++++ Text shown ++++

IBM Full-System Simulator Team Speaks Out

← Back to Stories (view on slashdot.org)

IBM Full-System Simulator Team Speaks Out

Posted by ScuttleMonkey on Tuesday November 29, 2005 @11:04AM from the from-the-horses-mouth dept.

Shell writes "The IBM Full-System Simulator for the Cell Broadband Engine (Cell BE) processor, known inside IBM as codeword Mambo, is a key component of the newly posted offerings on alphaWorks. Meet some of the members of the team that pulled it together, and hear about the simulator in their own words."

10 of 115 comments (clear)

Min score:

Reason:

Sort:

Re:PS3? by garrett714 · 2005-11-29 11:16 · Score: 5, Informative

Yes and no.

While this "simulator" is basically an emulation of the Cell hardware, it won't allow people to run games at full speed. It's more of a developer tool, that allows programmers to start coding for the PS3 when they don't actually have the hardware yet. Still, it is reasonable to believe that emulation of the PS3 will be viable in the future (although not for a long time)
Re:mambo? by donour · 2005-11-29 11:27 · Score: 2, Informative

I'm a moron. I should have read the link closer.
Re:PS3? by Anonymous Coward · 2005-11-29 11:31 · Score: 0, Informative

There is virtually zero chance that any x86 system will ever be able to emulate even the first generation Cell chip that is in the PS3 and IBM and other company's server products that are starting to show up now.

First, neither Intel nor AMD will be shipping any thing that even come close to the ~256 Gflops and whatever the Int performance number is of the latest version of the Broadband Engine does.

Second, x86 chips will never be able to emulate the internal ring bus in Cell chips. The killer ring bus inside the chip is really the key to the crazy performance people are getting out of Cell systems.

Intel and AMD pretty much have nothing but slapping additional cores together for the next decade on their roadmaps. And even if they could finally manage to get enough of their x86 cores onto one chip with the same amount of computational performance years from now, they will have nothing like the internal ring bus.

In other words, don't hold your breath waiting to emulate PS3 games on any x86 system...ever.
Re:You WANT A Cell System... by adisakp · 2005-11-29 11:37 · Score: 5, Informative

Running Linux on one of these things is simply INSANE.

I almost feel drunk from the power I have at my hands

Here's some advice from someone who has access to a REAL CELL chip. I hate to disappoint you but aside from custom libraries specifically optimized for CELL, Linux ain't going to run fast on this machine. All the generic open source code targeted towards the general CPU is going to run faster on a Dual-Core Intel or Dual-Proc/Dual-Core Mac. The actual CPU's in this machine are simple pipelined (think Pentium I level of optimizations) vs current gen CPUs (P4 has out-of-order execution, speculative execution, register renaming, branch prediction, etc). While simple C code runs roughly the same speed, complicated C++ constructs are running 2-10X slower on CELL's simplified PowerPC core versus the G5's you'll find in a Mac.

Code needs to be rewritten specifically to take advantage of the actual SPE/SPU's (Synergistic Processing Engines/Units - I prefer SPE since Sony calls their PS1/PS2 sound chip the SPE). Until those Linux libraries appear, CELL isn't going to run anything faster. Not to mention that it will have to be custom code libraries that DON'T run on the MAIN CPU since the SPE's execute different machine code.

++++

→ Challenges
**A)** List every CPU feature that the thread about the IBM Cell simulator names in parentheses for current-gen chips like the P4.
**B)** Write the next part of the thread about the IBM Cell simulator, picking up right after its last sentence.
None of the lines are needed here.

++++ Entries provided ++++

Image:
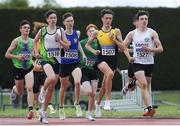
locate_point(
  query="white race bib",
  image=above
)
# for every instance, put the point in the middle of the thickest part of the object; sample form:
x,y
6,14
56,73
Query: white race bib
x,y
108,50
89,62
140,53
71,54
54,52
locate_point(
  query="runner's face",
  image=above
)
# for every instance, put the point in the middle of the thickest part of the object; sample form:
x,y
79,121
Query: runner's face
x,y
143,21
69,22
135,23
25,29
90,31
52,19
107,19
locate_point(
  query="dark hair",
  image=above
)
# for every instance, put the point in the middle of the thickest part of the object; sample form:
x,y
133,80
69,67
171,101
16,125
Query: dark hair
x,y
66,15
37,26
106,11
142,12
24,22
135,18
49,12
90,26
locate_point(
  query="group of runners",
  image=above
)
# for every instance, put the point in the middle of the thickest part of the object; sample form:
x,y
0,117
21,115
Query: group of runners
x,y
57,53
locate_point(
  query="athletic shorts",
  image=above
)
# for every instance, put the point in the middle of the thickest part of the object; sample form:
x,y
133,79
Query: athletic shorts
x,y
66,69
39,78
112,62
130,71
147,68
88,75
55,65
19,73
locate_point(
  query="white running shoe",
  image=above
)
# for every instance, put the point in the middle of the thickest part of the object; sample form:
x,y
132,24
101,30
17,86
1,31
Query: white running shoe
x,y
107,105
62,114
78,110
124,90
52,110
43,116
98,111
89,117
41,96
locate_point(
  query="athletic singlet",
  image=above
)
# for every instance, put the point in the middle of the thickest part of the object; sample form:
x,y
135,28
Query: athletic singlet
x,y
143,39
71,55
37,61
24,49
106,45
91,58
49,47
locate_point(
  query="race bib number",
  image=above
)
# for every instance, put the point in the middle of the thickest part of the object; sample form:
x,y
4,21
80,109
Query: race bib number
x,y
54,52
89,62
26,55
71,54
108,51
37,61
140,53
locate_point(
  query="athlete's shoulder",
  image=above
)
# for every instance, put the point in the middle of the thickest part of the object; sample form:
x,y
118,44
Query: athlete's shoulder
x,y
78,32
84,40
132,32
152,31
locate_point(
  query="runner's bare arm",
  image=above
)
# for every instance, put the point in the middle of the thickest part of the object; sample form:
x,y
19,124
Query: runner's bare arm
x,y
64,42
10,49
88,44
118,39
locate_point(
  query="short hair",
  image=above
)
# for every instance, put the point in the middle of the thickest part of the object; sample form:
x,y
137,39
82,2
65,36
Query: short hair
x,y
106,11
66,15
142,12
90,26
49,12
135,18
24,22
37,26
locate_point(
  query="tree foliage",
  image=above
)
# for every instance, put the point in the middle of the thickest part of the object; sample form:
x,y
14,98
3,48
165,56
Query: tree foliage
x,y
50,4
14,4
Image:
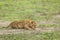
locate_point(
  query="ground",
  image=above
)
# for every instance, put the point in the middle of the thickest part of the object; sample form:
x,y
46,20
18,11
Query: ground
x,y
45,12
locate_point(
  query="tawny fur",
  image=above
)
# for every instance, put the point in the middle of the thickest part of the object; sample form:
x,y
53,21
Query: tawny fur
x,y
23,24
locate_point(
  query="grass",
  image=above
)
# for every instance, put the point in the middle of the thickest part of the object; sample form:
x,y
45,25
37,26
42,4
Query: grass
x,y
23,9
38,10
40,36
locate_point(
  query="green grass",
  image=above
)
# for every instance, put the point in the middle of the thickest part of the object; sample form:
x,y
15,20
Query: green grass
x,y
23,9
39,36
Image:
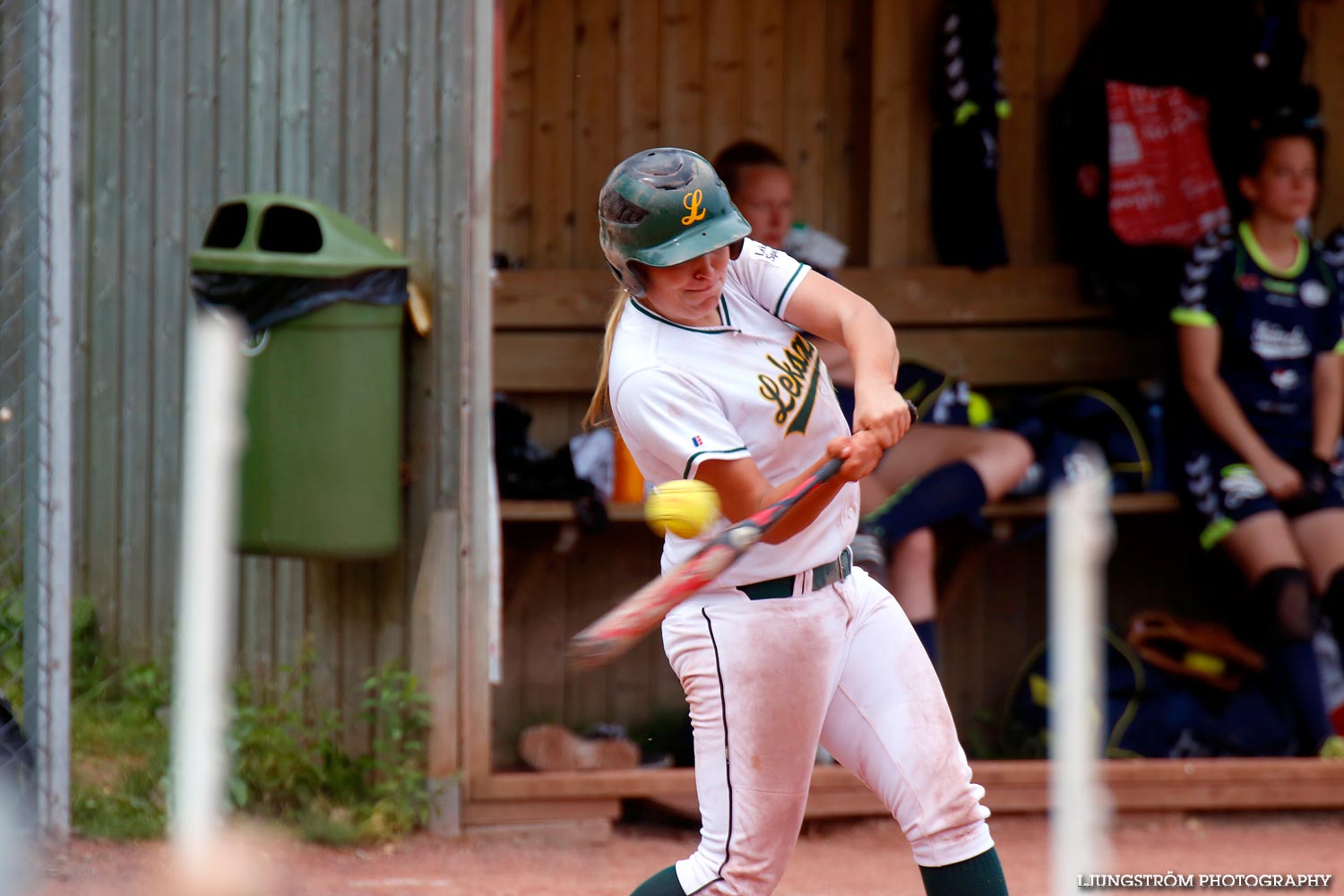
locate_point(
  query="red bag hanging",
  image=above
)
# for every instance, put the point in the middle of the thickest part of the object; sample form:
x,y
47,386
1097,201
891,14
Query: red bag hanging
x,y
1164,188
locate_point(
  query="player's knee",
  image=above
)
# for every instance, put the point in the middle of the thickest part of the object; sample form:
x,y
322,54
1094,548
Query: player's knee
x,y
1332,602
1281,602
1002,462
916,551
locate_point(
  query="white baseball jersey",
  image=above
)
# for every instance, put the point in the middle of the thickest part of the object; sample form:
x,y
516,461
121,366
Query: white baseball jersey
x,y
749,387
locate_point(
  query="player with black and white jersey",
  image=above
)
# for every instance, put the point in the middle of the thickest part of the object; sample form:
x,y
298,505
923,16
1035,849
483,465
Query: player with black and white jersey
x,y
709,378
1262,363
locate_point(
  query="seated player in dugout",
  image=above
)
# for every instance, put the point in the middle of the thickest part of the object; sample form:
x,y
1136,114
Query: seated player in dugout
x,y
1262,366
933,474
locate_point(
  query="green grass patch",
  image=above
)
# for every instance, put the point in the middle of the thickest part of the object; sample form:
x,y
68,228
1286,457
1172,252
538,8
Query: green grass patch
x,y
117,769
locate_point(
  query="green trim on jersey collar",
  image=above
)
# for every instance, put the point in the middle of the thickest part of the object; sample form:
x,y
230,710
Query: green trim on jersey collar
x,y
785,290
709,331
685,473
1304,252
1193,317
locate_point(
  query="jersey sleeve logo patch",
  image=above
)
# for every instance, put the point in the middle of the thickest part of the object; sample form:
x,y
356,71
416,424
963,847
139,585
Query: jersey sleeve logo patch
x,y
793,387
1314,293
693,204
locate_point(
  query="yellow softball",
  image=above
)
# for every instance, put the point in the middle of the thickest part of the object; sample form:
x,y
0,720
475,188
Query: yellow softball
x,y
682,506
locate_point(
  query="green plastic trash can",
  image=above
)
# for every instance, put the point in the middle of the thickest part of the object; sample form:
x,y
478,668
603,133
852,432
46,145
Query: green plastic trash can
x,y
323,300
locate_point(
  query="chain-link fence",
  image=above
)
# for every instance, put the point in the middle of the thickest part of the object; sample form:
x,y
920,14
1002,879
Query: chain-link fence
x,y
35,394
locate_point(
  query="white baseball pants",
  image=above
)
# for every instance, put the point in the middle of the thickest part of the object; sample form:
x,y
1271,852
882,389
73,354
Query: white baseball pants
x,y
766,681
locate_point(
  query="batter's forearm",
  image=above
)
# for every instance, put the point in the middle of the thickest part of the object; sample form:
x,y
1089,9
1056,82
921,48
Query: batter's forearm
x,y
871,344
1328,405
806,511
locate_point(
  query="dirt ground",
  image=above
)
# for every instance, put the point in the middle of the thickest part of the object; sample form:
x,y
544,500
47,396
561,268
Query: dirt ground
x,y
833,858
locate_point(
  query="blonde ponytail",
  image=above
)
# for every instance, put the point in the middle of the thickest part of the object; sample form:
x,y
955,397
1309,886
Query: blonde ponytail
x,y
599,409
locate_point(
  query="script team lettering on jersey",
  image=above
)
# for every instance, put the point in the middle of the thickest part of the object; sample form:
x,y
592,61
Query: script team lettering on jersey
x,y
793,389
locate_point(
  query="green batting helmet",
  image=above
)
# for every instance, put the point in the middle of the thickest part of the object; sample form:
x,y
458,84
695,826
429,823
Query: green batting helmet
x,y
661,207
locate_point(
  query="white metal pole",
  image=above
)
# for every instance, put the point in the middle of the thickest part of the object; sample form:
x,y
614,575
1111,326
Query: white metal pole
x,y
56,479
211,443
1078,546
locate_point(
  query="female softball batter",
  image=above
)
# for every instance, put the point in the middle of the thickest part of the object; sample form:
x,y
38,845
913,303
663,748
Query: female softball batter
x,y
707,378
1262,363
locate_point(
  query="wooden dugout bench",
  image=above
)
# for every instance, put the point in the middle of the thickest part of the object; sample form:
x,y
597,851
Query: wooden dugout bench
x,y
1016,327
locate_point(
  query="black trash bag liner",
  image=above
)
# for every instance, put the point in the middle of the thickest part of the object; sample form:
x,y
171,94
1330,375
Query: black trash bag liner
x,y
266,300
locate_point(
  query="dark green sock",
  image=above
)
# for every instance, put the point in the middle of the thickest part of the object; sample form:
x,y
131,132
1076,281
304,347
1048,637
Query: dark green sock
x,y
978,876
661,884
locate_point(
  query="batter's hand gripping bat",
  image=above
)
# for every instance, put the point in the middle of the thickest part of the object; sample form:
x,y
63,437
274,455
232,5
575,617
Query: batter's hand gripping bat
x,y
640,613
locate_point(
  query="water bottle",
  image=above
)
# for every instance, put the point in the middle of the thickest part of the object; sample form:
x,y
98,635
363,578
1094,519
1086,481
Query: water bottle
x,y
1156,435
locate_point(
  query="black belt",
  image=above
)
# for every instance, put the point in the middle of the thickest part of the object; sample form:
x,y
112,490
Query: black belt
x,y
784,586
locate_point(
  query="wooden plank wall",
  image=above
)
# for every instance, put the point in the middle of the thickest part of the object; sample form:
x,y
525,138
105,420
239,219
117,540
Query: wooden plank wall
x,y
352,104
588,82
841,89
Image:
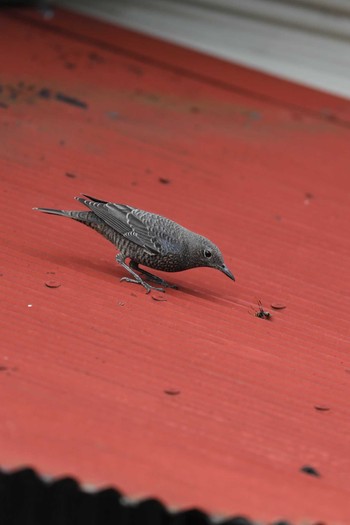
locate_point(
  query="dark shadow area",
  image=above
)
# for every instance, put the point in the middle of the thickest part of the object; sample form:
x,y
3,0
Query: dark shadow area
x,y
25,498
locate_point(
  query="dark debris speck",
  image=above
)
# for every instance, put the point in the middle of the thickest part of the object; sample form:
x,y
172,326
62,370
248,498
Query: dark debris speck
x,y
311,471
172,392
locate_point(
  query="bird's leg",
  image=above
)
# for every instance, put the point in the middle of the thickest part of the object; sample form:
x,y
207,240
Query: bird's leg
x,y
137,279
150,277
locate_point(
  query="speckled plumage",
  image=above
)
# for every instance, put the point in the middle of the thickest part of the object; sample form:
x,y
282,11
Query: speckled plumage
x,y
146,238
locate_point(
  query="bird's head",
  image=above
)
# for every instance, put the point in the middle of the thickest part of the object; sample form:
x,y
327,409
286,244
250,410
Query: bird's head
x,y
209,255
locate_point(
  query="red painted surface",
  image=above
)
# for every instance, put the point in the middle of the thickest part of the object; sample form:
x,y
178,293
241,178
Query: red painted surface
x,y
255,164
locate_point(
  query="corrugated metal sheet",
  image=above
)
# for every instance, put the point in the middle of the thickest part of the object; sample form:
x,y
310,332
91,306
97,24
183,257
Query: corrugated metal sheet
x,y
87,368
306,41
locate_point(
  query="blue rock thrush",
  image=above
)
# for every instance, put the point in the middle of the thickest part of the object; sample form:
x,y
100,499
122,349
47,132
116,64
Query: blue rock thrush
x,y
148,239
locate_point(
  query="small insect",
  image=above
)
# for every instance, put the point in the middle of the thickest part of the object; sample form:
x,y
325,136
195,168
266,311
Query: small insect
x,y
262,314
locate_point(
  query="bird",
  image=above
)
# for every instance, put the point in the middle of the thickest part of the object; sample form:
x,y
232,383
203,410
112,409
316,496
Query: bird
x,y
148,239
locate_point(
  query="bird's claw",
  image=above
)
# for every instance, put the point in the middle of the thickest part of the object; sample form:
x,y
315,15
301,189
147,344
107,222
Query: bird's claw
x,y
147,286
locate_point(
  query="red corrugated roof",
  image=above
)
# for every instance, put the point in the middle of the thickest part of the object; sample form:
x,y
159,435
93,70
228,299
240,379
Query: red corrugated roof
x,y
258,165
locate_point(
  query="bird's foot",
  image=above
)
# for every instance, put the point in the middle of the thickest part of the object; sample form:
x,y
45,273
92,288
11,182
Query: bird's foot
x,y
158,280
147,286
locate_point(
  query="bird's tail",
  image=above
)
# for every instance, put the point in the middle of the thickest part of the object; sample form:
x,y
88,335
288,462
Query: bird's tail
x,y
54,212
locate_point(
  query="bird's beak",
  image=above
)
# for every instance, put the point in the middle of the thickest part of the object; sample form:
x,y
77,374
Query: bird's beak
x,y
227,272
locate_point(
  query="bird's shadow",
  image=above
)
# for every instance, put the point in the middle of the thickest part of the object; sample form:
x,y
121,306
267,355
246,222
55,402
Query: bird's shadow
x,y
110,268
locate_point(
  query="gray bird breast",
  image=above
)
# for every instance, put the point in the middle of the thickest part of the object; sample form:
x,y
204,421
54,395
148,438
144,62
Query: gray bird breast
x,y
171,240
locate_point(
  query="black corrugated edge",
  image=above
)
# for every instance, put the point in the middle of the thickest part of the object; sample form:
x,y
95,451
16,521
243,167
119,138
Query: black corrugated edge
x,y
32,499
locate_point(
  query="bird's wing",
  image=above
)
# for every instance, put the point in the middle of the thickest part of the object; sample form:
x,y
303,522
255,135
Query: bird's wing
x,y
125,220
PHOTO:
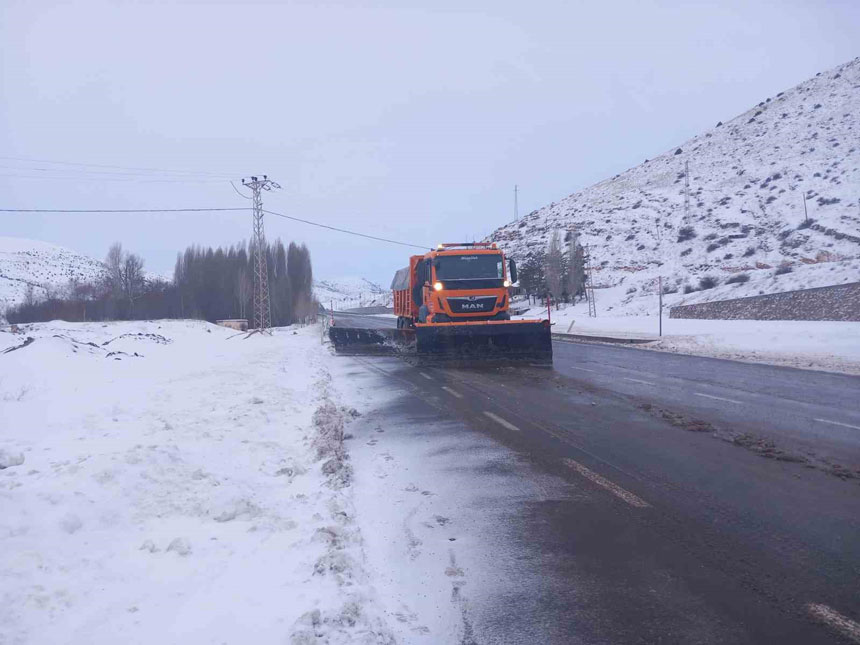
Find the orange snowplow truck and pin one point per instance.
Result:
(456, 298)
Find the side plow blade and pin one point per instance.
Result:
(474, 343)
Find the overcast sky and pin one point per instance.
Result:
(401, 119)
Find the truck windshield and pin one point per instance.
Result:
(470, 267)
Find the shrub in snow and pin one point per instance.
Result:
(686, 233)
(708, 282)
(180, 546)
(823, 201)
(9, 459)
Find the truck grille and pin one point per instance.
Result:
(472, 304)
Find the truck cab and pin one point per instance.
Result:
(466, 282)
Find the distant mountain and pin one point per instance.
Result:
(41, 268)
(747, 181)
(351, 291)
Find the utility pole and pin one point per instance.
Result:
(262, 306)
(687, 192)
(589, 285)
(516, 205)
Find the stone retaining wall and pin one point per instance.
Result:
(839, 302)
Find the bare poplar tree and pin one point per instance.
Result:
(576, 275)
(133, 280)
(554, 268)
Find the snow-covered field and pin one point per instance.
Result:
(752, 182)
(41, 268)
(172, 481)
(821, 345)
(348, 292)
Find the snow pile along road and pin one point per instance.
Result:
(174, 481)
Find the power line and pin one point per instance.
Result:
(119, 210)
(93, 165)
(348, 232)
(205, 210)
(145, 179)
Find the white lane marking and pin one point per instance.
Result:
(837, 423)
(718, 398)
(615, 489)
(834, 619)
(636, 380)
(501, 421)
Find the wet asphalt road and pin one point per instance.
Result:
(721, 506)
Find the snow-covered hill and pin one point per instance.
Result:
(351, 291)
(45, 268)
(747, 182)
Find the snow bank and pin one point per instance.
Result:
(173, 481)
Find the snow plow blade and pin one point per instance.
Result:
(487, 341)
(356, 340)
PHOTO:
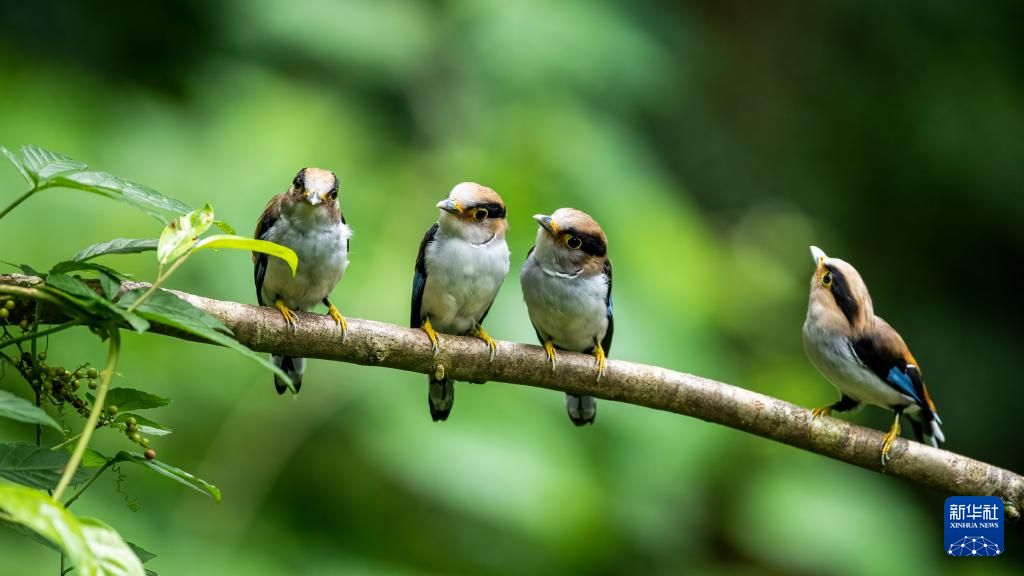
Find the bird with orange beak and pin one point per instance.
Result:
(307, 219)
(462, 262)
(566, 282)
(861, 355)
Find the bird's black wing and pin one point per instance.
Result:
(606, 342)
(266, 221)
(420, 278)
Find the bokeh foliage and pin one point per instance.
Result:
(714, 142)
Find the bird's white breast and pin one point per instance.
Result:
(462, 281)
(833, 355)
(569, 310)
(323, 249)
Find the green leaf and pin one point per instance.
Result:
(36, 510)
(116, 246)
(145, 425)
(179, 236)
(94, 303)
(224, 227)
(143, 554)
(251, 245)
(131, 399)
(164, 307)
(35, 466)
(49, 169)
(17, 164)
(19, 409)
(113, 554)
(172, 472)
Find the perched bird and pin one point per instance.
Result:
(307, 219)
(462, 262)
(566, 282)
(861, 355)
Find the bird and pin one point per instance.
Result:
(462, 262)
(862, 356)
(308, 219)
(566, 283)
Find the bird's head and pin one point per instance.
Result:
(314, 188)
(839, 295)
(569, 241)
(473, 212)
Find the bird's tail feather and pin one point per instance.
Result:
(440, 398)
(294, 367)
(928, 429)
(582, 409)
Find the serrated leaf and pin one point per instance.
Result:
(164, 307)
(143, 554)
(182, 233)
(43, 164)
(145, 425)
(35, 466)
(131, 399)
(17, 164)
(224, 227)
(94, 303)
(114, 556)
(251, 245)
(172, 472)
(117, 246)
(19, 409)
(36, 510)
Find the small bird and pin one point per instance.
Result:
(462, 262)
(307, 219)
(861, 355)
(566, 282)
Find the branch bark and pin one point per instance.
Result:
(376, 343)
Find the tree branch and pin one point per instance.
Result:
(375, 343)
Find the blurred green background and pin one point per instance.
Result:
(713, 140)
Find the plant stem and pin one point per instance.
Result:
(97, 407)
(19, 200)
(161, 278)
(31, 335)
(88, 483)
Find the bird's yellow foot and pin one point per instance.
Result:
(602, 361)
(890, 438)
(339, 319)
(480, 333)
(287, 313)
(549, 347)
(432, 334)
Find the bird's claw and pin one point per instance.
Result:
(432, 334)
(480, 333)
(887, 443)
(290, 317)
(602, 361)
(339, 319)
(549, 347)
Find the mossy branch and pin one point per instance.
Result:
(376, 343)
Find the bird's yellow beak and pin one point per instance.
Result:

++++

→ Responses to the tasks
**A)** out-of-order execution, speculative execution, register renaming, branch prediction

**B)**
Re:Where is my workstation! by garrett714 · 2005-11-29 12:24 · Score: 2, Informative

I stand corrected. Here is a link to info about the cell based blade servers. One interesting thing to note is at the bottom of the page: "The OS used was Linux 2.6.11" So I guess that kinda disproves all the people saying Linux won't run well on the Cell.
Praise for Cell by acidblood · 2005-11-29 12:34 · Score: 5, Informative

I've been running the simulator here, and managed to port the distributed.net client to it. The performance of current cores in the PPE is so-so (worse than the G4 in my Mac Mini), although I'm sure it would improve by proper optimization. The SPE is a completely different matter though. I wrote an RC5-72 core for it that should achieve ~190 Mkeys/s on 8 SPEs at 3.2 GHz, which is by itself almost ten times faster than the current fastest processor (G5 at 2.7 GHz, which clocks at 20 Mkeys/s, IIRC). For embarassingly parallel applications like key cracking, this thing is a dream.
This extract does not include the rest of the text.